GIVEN PASSAGE —
____________

May 13, 2026 By  Atlanta Braves, MLB

Ranking the 4 Best Atlanta Braves MVP Candidates Right Now

The Atlanta Braves MVP candidates are each delivering incredible seasons to start the 2026 campaign. Still, not all MVP cases are created equal. Some are fun. Some are credible. Some are “please stop laughing, I brought spreadsheets.” And some are Matt Olson standing over the whole conversation like a redwood tree with designer stubble that knows exactly how to mash a baseball.

So yes, Michael Harris II, Drake Baldwin, Ozzie Albies, and Olson all belong somewhere in the Atlanta Braves MVP conversation. MLB.com made the case recently that all four had laid early groundwork for MVP candidacies during Atlanta’s best 35-game start of the Modern Era, and the Braves have only kept rolling since then. After beating the Dodgers on May 10, Atlanta improved to an MLB-best 28-13, leading to “The Chop” returning to the team.

Just who are the Atlanta Braves MVP candidates?

But if we are ranking them by actual MVP viability, which means production, narrative, playing-time certainty, stat-sheet loudness, and whether voters will be able to ignore them without looking foolish, there is a clear order.

Here is the Atlanta Braves MVP candidates ladder, from “great start, tough case” to “this might actually happen.”

4. Michael Harris II

Michael Harris II being fourth on this list is less an insult than a reminder that this Braves lineup is rude. On a normal team, Harris would be treated like the engine. In Atlanta, he is somehow the fourth name in the MVP discussion, which is how you know the Braves are operating with a slightly unfair amount of offensive nonsense. His role was become even more important after losing Jurickson Profar to another PED suspension.

____________

Recorded data:
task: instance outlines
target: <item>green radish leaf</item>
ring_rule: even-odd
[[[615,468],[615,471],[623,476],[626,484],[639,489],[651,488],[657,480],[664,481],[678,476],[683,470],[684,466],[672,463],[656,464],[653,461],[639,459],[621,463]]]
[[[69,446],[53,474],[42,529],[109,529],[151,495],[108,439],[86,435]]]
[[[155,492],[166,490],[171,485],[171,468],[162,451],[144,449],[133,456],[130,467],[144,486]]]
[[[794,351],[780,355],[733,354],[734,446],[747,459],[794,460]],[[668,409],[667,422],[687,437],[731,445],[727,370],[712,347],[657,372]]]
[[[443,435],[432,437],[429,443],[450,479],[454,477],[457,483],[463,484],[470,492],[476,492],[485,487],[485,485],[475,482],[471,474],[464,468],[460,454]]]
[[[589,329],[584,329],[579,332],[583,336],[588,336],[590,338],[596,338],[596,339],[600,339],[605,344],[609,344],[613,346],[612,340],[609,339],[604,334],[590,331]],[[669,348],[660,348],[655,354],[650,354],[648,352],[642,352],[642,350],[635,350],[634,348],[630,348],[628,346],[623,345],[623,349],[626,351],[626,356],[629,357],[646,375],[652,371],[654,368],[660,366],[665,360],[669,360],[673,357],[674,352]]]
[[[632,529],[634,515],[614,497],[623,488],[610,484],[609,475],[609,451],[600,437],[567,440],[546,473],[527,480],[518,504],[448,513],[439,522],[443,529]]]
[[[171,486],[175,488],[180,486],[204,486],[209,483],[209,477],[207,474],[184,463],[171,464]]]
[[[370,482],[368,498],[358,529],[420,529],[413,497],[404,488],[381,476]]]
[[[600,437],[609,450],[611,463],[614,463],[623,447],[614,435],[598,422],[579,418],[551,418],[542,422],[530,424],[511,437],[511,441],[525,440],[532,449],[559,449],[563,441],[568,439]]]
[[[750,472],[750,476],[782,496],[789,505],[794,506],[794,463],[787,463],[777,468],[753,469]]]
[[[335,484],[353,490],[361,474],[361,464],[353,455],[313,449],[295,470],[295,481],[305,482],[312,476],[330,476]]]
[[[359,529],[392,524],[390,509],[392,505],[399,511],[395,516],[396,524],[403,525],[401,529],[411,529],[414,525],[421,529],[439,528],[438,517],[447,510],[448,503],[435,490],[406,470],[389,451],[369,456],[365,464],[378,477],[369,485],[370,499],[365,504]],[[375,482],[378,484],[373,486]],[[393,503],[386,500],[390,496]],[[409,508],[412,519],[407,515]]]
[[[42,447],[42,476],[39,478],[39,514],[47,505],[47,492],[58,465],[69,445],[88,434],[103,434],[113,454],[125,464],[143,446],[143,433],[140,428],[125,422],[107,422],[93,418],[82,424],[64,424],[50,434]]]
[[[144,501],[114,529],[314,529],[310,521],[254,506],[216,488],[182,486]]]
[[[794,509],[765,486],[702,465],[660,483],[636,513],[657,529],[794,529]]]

____________

EXERCISE REQUIREMENTS —
1. Answer these about the Braves MVP article:
(a) What record did Atlanta improve to after beating the Dodgers on May 10?
(b) Which four players does the article say belong in the Atlanta Braves MVP conversation?
(c) Which player did the Braves lose to another PED suspension?
2. Print the part of the Braves MVP article that opens with the words containing "Just who are" and closes with "a clear order.".

WRITTEN ANSWERS —
1.
(a) 28-13, the best in MLB
(b) Michael Harris II, Drake Baldwin, Ozzie Albies, and Matt Olson
(c) Jurickson Profar

2.
Just who are the Atlanta Braves MVP candidates?

But if we are ranking them by actual MVP viability, which means production, narrative, playing-time certainty, stat-sheet loudness, and whether voters will be able to ignore them without looking foolish, there is a clear order.